## [STATED GOAL]
Turn the entries below into a numbered list with no blank lines. Leave the pictures out of your answer.
## start
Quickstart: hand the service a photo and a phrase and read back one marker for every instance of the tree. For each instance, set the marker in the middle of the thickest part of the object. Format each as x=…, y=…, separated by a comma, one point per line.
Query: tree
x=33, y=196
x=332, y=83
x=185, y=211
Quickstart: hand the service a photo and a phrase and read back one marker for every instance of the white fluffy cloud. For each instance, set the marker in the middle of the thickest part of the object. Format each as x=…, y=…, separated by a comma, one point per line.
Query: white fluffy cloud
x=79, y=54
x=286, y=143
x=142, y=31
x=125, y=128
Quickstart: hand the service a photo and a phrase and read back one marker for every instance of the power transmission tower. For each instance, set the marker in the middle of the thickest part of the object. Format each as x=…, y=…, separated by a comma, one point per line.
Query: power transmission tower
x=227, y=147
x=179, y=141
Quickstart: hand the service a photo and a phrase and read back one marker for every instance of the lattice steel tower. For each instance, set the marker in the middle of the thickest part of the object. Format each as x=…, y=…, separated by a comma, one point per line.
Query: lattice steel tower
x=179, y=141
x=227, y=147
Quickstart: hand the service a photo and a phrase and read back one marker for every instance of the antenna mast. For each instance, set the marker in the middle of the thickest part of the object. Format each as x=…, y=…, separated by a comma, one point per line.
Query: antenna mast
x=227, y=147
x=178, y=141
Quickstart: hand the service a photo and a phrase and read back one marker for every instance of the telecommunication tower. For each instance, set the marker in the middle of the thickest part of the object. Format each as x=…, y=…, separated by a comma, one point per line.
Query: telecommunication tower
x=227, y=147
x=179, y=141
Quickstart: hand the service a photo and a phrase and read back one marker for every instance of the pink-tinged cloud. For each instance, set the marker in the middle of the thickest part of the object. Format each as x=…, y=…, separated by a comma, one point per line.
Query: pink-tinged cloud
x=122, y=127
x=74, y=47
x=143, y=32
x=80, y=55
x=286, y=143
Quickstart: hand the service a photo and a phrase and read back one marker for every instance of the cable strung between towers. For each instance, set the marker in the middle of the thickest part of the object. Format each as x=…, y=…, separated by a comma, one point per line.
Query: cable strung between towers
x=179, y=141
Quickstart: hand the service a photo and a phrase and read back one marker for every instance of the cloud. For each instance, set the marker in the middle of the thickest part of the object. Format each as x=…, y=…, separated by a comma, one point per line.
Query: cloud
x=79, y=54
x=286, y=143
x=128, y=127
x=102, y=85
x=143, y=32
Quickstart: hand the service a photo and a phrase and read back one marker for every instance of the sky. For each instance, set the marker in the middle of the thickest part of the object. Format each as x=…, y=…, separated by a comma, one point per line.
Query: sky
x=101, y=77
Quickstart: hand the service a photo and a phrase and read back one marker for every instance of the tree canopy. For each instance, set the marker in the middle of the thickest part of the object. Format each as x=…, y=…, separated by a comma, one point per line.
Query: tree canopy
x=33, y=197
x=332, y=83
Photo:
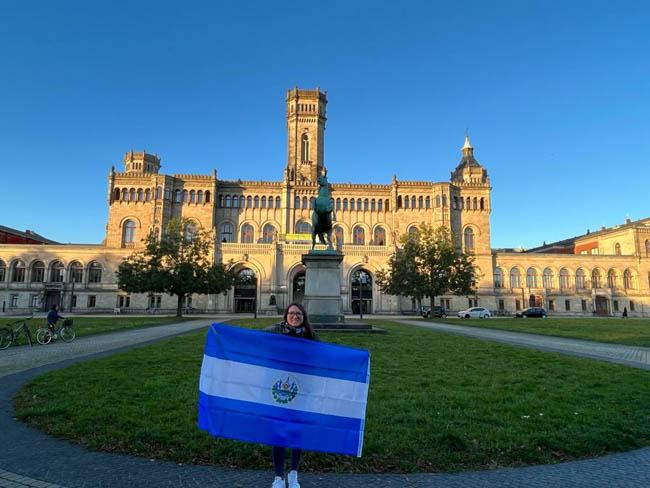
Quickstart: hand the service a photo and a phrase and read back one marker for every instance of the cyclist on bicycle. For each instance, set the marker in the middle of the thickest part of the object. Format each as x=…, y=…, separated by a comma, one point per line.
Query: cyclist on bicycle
x=52, y=318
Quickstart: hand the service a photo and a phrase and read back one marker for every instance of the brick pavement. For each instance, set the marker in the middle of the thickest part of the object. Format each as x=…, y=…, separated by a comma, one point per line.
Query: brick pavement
x=31, y=459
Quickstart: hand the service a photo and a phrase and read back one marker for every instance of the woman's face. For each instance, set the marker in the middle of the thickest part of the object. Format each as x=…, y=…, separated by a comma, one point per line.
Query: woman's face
x=294, y=316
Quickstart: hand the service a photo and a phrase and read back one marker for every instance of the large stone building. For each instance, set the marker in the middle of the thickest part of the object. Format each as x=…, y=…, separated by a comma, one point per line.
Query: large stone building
x=262, y=227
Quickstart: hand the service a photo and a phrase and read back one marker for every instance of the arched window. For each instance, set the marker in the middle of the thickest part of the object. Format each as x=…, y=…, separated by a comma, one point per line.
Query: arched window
x=595, y=279
x=56, y=272
x=190, y=231
x=359, y=236
x=564, y=278
x=380, y=236
x=468, y=236
x=531, y=278
x=76, y=271
x=580, y=279
x=247, y=233
x=95, y=272
x=338, y=232
x=627, y=280
x=515, y=278
x=611, y=279
x=128, y=234
x=267, y=233
x=547, y=278
x=498, y=278
x=226, y=232
x=38, y=272
x=304, y=148
x=303, y=227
## end
## [WRITTEN REPLY]
1. Quickstart: hand the service a photo and a phrase and read back one marker for every instance of the tree. For each instance, set the marker in the middle of the thickest part of the object. Format each as x=…, y=…, separated by a comma, one point per line.
2. Query: tree
3. x=33, y=196
4. x=332, y=83
5. x=185, y=211
6. Quickstart: hand the service a photo and a phrase and read back one marker for every instance of the white fluffy cloud. For each instance, set the marker in the middle of the thickest part of the object. Format each as x=…, y=…, separated by a comma, one point per line.
7. Query: white fluffy cloud
8. x=79, y=54
9. x=286, y=143
10. x=142, y=31
11. x=125, y=128
12. Quickstart: hand the service a photo and a phrase and read back one marker for every instance of the power transmission tower. For each instance, set the marker in the middle of the thickest part of the object. Format each as x=…, y=…, separated by a comma, one point per line.
13. Query: power transmission tower
14. x=227, y=147
15. x=179, y=141
16. Quickstart: hand the service a photo and a phrase and read back one marker for every instance of the lattice steel tower. For each instance, set the marker in the middle of the thickest part of the object. Format each as x=…, y=…, separated by a comma, one point per line.
17. Query: lattice steel tower
18. x=179, y=141
19. x=227, y=147
20. Quickstart: hand the service a photo and a phrase and read back one marker for every instance of the antenna mast. For each instance, set the marker in the middle of the thickest part of the object. Format each as x=…, y=…, separated by a comma, one point per line.
21. Query: antenna mast
22. x=227, y=147
23. x=178, y=141
24. Quickstart: hand the service a photo and a phrase and read back one marker for every instance of the telecommunication tower. For each instance, set the marker in the middle of the thickest part of the object. Format each as x=…, y=…, separated by a comma, one point per line.
25. Query: telecommunication tower
26. x=227, y=147
27. x=179, y=141
28. Quickstart: hand the service a photo and a phrase and read back one marker for every instance of the pink-tinged cloud. For each instance, set the marker in the middle of the thickest part of the object. Format each as x=…, y=…, separated by a comma, one point per line.
29. Query: pink-tinged cloud
30. x=122, y=127
31. x=74, y=47
32. x=143, y=32
33. x=80, y=55
34. x=286, y=143
35. Quickstart: hand the service a photo and a phrase and read back one marker for every instance of the cable strung between towers. For each instance, set the marker in the middle of the thickest part of the object. Format each as x=…, y=…, separated by a comma, one point per line.
36. Query: cable strung between towers
37. x=179, y=141
38. Quickstart: hand the service a photo and a phrase and read back one marker for every instance of the cloud. For each instance, set the marker in the middle of the thickest part of the object. Format each as x=…, y=…, separated by a comma, one point per line.
39. Query: cloud
40. x=79, y=54
41. x=286, y=143
42. x=128, y=127
43. x=102, y=85
44. x=143, y=32
45. Quickstart: hand the service a photo and a phrase and read back one marker for every instance of the sky. For each instance, set the marker in the middle of the thickest part of the object. Format each as x=…, y=…, separated by a comma, one point per line.
46. Query: sky
47. x=101, y=77
48. Quickstart: hand the service a photo and a phrase and read back one marker for every instance of the tree canopy. For each instance, set the marker in the middle of the thickest part of the object. Format each as x=…, y=…, separated by a comma, one point per line.
49. Query: tree canopy
50. x=33, y=197
51. x=332, y=83
52. Photo:
53. Quickstart: hand the service a photo and a phrase and read back one marker for every instance of the cyclist on bicycle. For each instance, set the marker in the middle of the thickest part of the object. Format each as x=…, y=…, separated by a comma, one point per line.
54. Query: cyclist on bicycle
55. x=52, y=318
56. Quickstart: hand the service a photo and a phrase and read back one marker for every instance of the brick pavement. For each instance, set the marker in the middle of the thickest part of the object. Format each as x=…, y=…, separated by a comma, one point per line.
57. Query: brick pavement
58. x=31, y=459
59. Quickstart: hand the service a photo and a phrase and read back one marker for every instance of the woman's face. For each instance, set the marker in the middle of the thickest part of the object. Format each as x=…, y=…, separated by a comma, one point per line.
60. Query: woman's face
61. x=294, y=316
62. Quickstart: hand the service a photo and a phrase and read back one marker for every instance of the large stone building. For each instance, set the marker in the middle of the thickest part of the object. Format each as x=…, y=…, separated by a comma, one point per line.
63. Query: large stone building
64. x=262, y=227
65. Quickstart: hand the service a photo and a phrase and read back one marker for every instance of the arched window. For each instance, set the marker in the middle of the thickest part of the object. Format each as x=…, y=…, separated by a comma, one point per line.
66. Query: arched window
67. x=595, y=279
68. x=56, y=272
69. x=190, y=231
70. x=359, y=236
71. x=564, y=278
72. x=380, y=236
73. x=468, y=236
74. x=531, y=278
75. x=76, y=271
76. x=580, y=279
77. x=247, y=233
78. x=95, y=272
79. x=338, y=232
80. x=627, y=280
81. x=515, y=278
82. x=611, y=279
83. x=128, y=234
84. x=267, y=233
85. x=547, y=278
86. x=498, y=278
87. x=226, y=232
88. x=38, y=272
89. x=304, y=148
90. x=303, y=227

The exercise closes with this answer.